YOUR TASKS
1. Substitute "highest value" for "maximum value" in the stretch of the Cr, Mo, and Cu concentration definitions from "(H) Based on" through "defined as [Mo^∗]_min.", and give that stretch again.
2. Pick up the Cr, Mo, and Cu concentration definitions from where they stop, and continue them.

TEXT SEGMENT
-=-=-=-=-

The following items were defined based on the measured Cr concentration, Mo concentration, and Cu concentration.

(A) An average value of all of the Cr concentrations determined at all of the measurement positions on the two line segments LS was defined as [Cr]_ave.
(B) A sample standard deviation of all of the Cr concentrations determined at all of the measurement positions on the two line segments LS was defined as σ_Cr.
(C) Based on the three sigma rule, among all of the Cr concentrations determined at all of the measurement positions on the two line segments LS, an average value of the Cr concentrations included within a range of [Cr]_ave ±3σ_Cr was defined as [Cr^∗]_ave.
(D) Among all of the Cr concentrations determined at all of the measurement positions on the two line segments LS, a maximum value of the Cr concentrations included within a range of [Cr]_ave ±3σ_Cr was defined as [Cr^∗]_max.
(E) Among all of the Cr concentrations determined at all of the measurement positions on the two line segments LS, a minimum value of the Cr concentrations included within a range of [Cr]_ave ±3σ_Cr was defined as [Cr^∗]_min.
(F) An average value of all of the Mo concentrations determined at all of the measurement positions on the two line segments LS was defined as [Mo]_ave.
(G) A sample standard deviation of all of the Mo concentrations determined at all of the measurement positions on the two line segments LS was defined as σ_Mo.
(H) Based on the three sigma rule, among all of the Mo concentrations determined at all of the measurement positions on the two line segments LS, an average value of the Mo concentrations included within a range of [Mo]_ave ±3σ_Mo was defined as [Mo^∗]_ave.
(I) Among all of the Mo concentrations determined at all of the measurement positions on the two line segments LS, a maximum value of the Mo concentrations included within a range of [Mo]_ave ±3σ_Mo was defined as [Mo^∗]_max.
(J) Among all of the Mo concentrations determined at all of the measurement positions on the two line segments LS, a minimum value of the Mo concentrations included within a range of [Mo]_ave ±3σ_Mo was defined as [Mo^∗]_min.
(K) An average value of all of the Cu concentrations determined at all of the measurement positions on the two line segments LS was defined as [Cu]_ave.
(L) A sample standard deviation of all of the Cu concentrations determined at all of the measurement positions on the two line segments LS was defined as σ_Cu.

-=-=-=-=-

ENTRIES SHOWN
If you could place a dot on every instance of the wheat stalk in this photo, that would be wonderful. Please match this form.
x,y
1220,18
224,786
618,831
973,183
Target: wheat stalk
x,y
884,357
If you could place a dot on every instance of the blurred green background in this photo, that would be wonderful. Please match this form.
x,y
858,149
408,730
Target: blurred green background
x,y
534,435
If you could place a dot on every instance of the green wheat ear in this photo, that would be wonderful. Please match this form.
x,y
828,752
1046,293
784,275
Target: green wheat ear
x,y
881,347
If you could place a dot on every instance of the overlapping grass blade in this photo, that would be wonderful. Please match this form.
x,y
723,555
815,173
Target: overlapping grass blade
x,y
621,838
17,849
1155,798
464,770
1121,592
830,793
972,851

-=-=-=-=-

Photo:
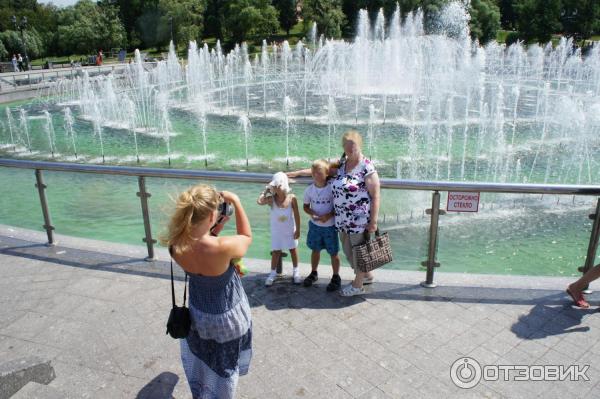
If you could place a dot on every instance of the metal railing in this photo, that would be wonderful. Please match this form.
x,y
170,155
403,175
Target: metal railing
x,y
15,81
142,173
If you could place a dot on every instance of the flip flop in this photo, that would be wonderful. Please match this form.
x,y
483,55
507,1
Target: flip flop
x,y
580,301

-=-=-=-=-

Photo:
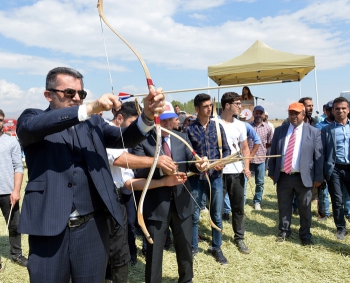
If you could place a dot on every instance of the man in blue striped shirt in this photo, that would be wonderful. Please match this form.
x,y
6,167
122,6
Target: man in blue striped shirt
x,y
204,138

-=-=-=-=-

ANSWERS PROVIDED
1.
(H) Based on the three sigma rule, among all of the Mo concentrations determined at all of the measurement positions on the two line segments LS, an average value of the Mo concentrations included within a range of [Mo]_ave ±3σ_Mo was defined as [Mo^∗]_ave.
(I) Among all of the Mo concentrations determined at all of the measurement positions on the two line segments LS, a highest value of the Mo concentrations included within a range of [Mo]_ave ±3σ_Mo was defined as [Mo^∗]_max.
(J) Among all of the Mo concentrations determined at all of the measurement positions on the two line segments LS, a minimum value of the Mo concentrations included within a range of [Mo]_ave ±3σ_Mo was defined as [Mo^∗]_min.

2.
(M) Based on the three sigma rule, among all of the Cu concentrations determined at all of the measurement positions on the two line segments LS, an average value of the Cu concentrations included within a range of [Cu]_ave ±3σ_Cu was defined as [Cu^∗]_ave.
(N) Among all of the Cu concentrations determined at all of the measurement positions on the two line segments LS, a maximum value of the Cu concentrations included within a range of [Cu]_ave ±3σ_Cu was defined as [Cu^∗]_max.
(O) Among all of the Cu concentrations determined at all of the measurement positions on the two line segments LS, a minimum value of the Cu concentrations included within a range of [Cu]_ave ±3σ_Cu was defined as [Cu^∗]_min.

Based on the items determined in the above (A) to (O), a degree of Cr segregation ΔCr defined by Formula (1) was determined, a degree of Mo segregation ΔMo defined by Formula (2) was determined, and a degree of Cu segregation ΔCu defined by Formula (3) was determined. $Δ Cr = ({[Cr *]}_{\max} - {[Cr *]}_{\min}) / {[Cr *]}_{ave}$
$Δ Mo = ({[Mo *]}_{\max} - {[Mo *]}_{\min}) / {[Mo *]}_{ave}$
$Δ Cu = ({[Cu *]}_{\max} - {[Cu *]}_{\min}) / {[Cu *]}_{ave}$
Based on the obtained degree of Cr segregation ΔCr, degree of Mo segregation ΔMo, and degree of Cu segregation ΔCu, a total degree of segregation ΔF defined by the following formula was determined. $Δ F = Δ Cr + Δ Mo + Δ Cu$
The degree of Cr segregation ΔCr, the degree of Mo segregation ΔMo, the degree of Cu segregation ΔCu, and ΔF are shown in Table 2.

[(3) Tensile test]

The yield strength of the seamless steel pipe of each test number was determined by the following method. A tensile test specimen was taken from the center portion of the wall thickness of the seamless steel pipe. The tensile test specimen was a round bar tensile test specimen in which the diameter of the parallel portion was 6.0 mm, and the length of the parallel portion was 40.0 mm. The longitudinal direction of the parallel portion of the round bar tensile test specimen was parallel to the rolling direction (longitudinal direction) of the seamless steel pipe. A tensile test was conducted at 24°C in conformity with ASTM E8/E8M (2013) using the round bar tensile test specimen, and the 0.2% offset proof stress (MPa) was determined. The determined 0.2% offset proof stress was defined as the yield strength (MPa). The obtained yield strength is shown in Table 2.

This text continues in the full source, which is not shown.